**What to produce**
Beginning with the line that mentions "formatted like [53,64].", reproduce every line through the last line of the entries, exactly, and only those.

**Input records**
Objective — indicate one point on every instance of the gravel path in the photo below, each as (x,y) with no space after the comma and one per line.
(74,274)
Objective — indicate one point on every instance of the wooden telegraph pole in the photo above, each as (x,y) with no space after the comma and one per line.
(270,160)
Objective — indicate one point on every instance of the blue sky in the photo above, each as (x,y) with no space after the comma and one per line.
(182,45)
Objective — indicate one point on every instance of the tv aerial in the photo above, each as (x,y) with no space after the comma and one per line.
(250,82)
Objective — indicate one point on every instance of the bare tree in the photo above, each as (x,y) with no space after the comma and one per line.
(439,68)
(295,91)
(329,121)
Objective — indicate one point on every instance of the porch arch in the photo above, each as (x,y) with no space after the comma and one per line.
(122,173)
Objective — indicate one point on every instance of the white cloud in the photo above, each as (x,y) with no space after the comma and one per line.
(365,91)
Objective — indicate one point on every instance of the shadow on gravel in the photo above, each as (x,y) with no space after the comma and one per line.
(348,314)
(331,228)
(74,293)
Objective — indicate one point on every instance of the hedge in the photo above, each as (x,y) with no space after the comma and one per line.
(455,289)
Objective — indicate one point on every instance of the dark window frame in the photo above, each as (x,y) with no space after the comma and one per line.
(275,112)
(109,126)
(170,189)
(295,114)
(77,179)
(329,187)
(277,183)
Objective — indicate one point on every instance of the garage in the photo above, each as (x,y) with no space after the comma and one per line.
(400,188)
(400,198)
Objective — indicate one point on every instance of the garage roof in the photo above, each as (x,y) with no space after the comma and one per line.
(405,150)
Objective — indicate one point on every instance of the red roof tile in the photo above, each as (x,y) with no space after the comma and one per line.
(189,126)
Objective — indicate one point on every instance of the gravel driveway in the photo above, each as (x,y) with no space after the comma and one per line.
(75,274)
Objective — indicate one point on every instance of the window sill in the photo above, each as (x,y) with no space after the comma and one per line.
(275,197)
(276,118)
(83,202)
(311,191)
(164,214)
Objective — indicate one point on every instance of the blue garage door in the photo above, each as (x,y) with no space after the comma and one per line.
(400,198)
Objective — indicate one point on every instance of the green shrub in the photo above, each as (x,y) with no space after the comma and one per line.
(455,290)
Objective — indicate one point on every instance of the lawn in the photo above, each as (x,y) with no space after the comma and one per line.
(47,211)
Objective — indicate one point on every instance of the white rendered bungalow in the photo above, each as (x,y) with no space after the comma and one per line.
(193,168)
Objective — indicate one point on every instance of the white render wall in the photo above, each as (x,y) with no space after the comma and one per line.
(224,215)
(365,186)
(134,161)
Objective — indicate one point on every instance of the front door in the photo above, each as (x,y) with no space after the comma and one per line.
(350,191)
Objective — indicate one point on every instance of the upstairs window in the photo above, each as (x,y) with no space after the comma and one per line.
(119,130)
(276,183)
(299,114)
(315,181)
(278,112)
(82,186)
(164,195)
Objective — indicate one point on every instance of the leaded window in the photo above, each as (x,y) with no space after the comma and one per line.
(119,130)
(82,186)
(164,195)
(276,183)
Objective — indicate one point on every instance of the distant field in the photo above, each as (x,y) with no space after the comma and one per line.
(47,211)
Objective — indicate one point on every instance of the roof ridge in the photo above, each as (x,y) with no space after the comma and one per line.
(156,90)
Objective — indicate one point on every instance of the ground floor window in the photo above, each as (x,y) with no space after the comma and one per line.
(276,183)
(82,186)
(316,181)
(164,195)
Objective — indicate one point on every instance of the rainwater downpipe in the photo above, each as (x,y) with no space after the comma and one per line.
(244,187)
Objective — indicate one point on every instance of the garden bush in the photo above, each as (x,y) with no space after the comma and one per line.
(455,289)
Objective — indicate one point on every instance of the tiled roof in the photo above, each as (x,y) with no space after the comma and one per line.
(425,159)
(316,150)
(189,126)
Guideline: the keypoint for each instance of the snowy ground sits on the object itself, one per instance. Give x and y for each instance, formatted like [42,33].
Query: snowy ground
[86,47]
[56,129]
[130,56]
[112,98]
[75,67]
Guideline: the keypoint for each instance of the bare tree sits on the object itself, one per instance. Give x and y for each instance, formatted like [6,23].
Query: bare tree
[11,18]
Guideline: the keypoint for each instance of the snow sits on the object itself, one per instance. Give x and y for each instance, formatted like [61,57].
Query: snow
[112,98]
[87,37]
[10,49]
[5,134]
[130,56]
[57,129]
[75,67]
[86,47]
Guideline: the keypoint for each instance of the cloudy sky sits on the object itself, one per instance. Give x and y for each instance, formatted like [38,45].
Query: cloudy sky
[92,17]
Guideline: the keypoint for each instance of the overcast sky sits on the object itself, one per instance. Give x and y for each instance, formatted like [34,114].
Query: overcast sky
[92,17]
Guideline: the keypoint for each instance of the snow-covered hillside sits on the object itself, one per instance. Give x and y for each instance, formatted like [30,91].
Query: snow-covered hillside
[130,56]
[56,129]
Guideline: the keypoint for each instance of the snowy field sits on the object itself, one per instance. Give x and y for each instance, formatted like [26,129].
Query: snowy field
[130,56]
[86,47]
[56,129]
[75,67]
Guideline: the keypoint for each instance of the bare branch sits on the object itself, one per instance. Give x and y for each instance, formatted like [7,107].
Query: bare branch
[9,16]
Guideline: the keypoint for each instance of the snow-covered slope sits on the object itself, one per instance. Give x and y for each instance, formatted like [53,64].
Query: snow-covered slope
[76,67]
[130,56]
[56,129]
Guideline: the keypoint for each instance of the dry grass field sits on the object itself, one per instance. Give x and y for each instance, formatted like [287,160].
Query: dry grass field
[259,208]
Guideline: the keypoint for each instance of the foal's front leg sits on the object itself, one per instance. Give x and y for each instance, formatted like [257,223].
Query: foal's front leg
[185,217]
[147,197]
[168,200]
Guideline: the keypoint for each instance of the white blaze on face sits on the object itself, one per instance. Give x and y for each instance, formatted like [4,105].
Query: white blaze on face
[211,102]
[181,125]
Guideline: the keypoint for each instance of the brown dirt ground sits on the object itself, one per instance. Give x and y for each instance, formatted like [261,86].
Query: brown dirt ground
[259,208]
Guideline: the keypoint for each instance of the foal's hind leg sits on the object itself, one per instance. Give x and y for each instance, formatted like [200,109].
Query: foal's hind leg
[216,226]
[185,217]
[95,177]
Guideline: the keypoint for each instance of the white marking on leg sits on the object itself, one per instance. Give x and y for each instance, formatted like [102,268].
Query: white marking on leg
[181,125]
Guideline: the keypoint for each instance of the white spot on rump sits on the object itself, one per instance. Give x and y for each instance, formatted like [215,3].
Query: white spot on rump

**Solution for this problem**
Guideline: the keypoint for each instance of the snow-covered slope sits on the object itself, one per instance. Give x and y for each instance, formatted like [53,64].
Query: snow-covered slope
[76,67]
[130,56]
[56,129]
Guideline: the keypoint for each instance of the dry grass field sits on the object itself, one per instance. Give x and y for each instance, formatted like [287,160].
Query: dry grass field
[259,208]
Guideline: the keypoint for each instance of the foal's front leg sits on the object itself, one per instance. Give x and y for each instance, formatted like [257,223].
Query: foal's front leg
[185,217]
[147,197]
[168,200]
Guideline: the keypoint for each instance of the white blaze on face sits on the object itself, one per instance. Give x and y for each instance, formatted like [4,105].
Query: white blaze on face
[211,102]
[181,125]
Guideline: the keypoint for each instance of the brown dirt ground sits on the object itself, one per instance. Give x and y for each instance, formatted like [261,86].
Query: brown dirt ground
[259,208]
Guideline: the keypoint for each instance of the foal's hind leg sits on the object itself, one per instance. Give x and y for each instance, formatted like [200,109].
Query: foal's hind leg
[216,226]
[185,217]
[95,177]
Guideline: the keypoint for each instance of the white marking on leg sits on the object itself, one per instance. Give x and y for each instance, formatted like [102,268].
Query: white marking on leg
[181,125]
Guideline: the keypoint for each instance of the white spot on rump sits on the object itself, one per instance. Give x and y for each instance, formatted like [215,3].
Query: white spot on rump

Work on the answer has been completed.